DOCUMENT EXTRACT -

* * *

Automakers are expected to report healthy U.S. sales for June when they release results next week, boosted by growing cash rebates, cheap loans and other incentives for consumers.

Wall Street analysts see sales for the month running at a seasonally adjusted annual rate of about 16.9 million vehicles, matching last month's performance and only slightly behind the blistering 17.1-million rate of June 2000.

With the economy still uncertain, much of the strength will come from the incentives automakers are offering to lure customers into showrooms, now averaging more than $1,800 per vehicle.

Analysts say much of the month's strength came from a General Motors Corp. program offering some lessees early cancellations of their leases if they take a new GM vehicle instead. About 300,000 GM customers are eligible, and GM says it expects up to 25 percent to take the offer.

* * *

SUPPLIED DATA -
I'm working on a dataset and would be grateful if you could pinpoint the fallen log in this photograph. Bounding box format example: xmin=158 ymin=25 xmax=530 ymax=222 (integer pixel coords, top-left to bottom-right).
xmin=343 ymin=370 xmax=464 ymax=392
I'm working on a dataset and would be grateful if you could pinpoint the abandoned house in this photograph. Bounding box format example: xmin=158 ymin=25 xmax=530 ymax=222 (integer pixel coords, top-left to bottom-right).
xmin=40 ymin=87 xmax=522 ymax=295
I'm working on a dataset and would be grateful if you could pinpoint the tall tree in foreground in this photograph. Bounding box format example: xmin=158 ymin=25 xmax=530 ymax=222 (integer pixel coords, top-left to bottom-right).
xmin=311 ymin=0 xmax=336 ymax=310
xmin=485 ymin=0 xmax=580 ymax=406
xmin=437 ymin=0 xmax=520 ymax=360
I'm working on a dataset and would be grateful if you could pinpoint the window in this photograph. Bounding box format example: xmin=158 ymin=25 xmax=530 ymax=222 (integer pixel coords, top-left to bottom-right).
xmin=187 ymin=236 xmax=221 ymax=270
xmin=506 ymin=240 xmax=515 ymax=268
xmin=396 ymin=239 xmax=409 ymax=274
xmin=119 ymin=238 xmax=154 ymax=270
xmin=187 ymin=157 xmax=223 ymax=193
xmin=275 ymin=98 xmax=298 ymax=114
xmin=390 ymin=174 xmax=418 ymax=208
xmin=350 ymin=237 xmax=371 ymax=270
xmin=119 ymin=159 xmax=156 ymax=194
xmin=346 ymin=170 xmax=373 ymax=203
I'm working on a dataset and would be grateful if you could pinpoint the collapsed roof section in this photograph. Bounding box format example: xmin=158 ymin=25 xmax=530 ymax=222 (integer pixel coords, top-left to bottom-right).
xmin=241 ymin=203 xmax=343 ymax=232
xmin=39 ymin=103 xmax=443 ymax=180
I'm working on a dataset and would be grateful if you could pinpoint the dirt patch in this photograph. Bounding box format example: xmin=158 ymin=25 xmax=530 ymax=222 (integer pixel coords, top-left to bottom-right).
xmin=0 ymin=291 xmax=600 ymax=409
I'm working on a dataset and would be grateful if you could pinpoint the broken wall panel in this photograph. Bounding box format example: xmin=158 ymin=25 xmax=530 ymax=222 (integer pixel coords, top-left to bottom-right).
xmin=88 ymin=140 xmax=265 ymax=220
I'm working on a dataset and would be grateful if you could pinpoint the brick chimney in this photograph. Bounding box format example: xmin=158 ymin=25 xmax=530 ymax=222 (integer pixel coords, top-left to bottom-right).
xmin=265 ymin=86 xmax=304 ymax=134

* * *

PARTS OF THE EXERCISE -
a - Update the auto sales report from "Automakers are expected" through "take the offer.", starting at the first and ending at the second, with "incentives" replaced by "discounts".
b - Answer these questions about the auto sales report:
(i) What seasonally adjusted annual sales rate did June 2000 reach?
(ii) How much do the incentives now average per vehicle?
(iii) How many GM customers are eligible for the early lease cancellation offer?

ANSWERS TO THE PROBLEMS -
a -
Automakers are expected to report healthy U.S. sales for June when they release results next week, boosted by growing cash rebates, cheap loans and other discounts for consumers.

Wall Street analysts see sales for the month running at a seasonally adjusted annual rate of about 16.9 million vehicles, matching last month's performance and only slightly behind the blistering 17.1-million rate of June 2000.

With the economy still uncertain, much of the strength will come from the discounts automakers are offering to lure customers into showrooms, now averaging more than $1,800 per vehicle.

Analysts say much of the month's strength came from a General Motors Corp. program offering some lessees early cancellations of their leases if they take a new GM vehicle instead. About 300,000 GM customers are eligible, and GM says it expects up to 25 percent to take the offer.

b -
(i) About 17.1 million vehicles.
(ii) More than $1,800.
(iii) About 300,000.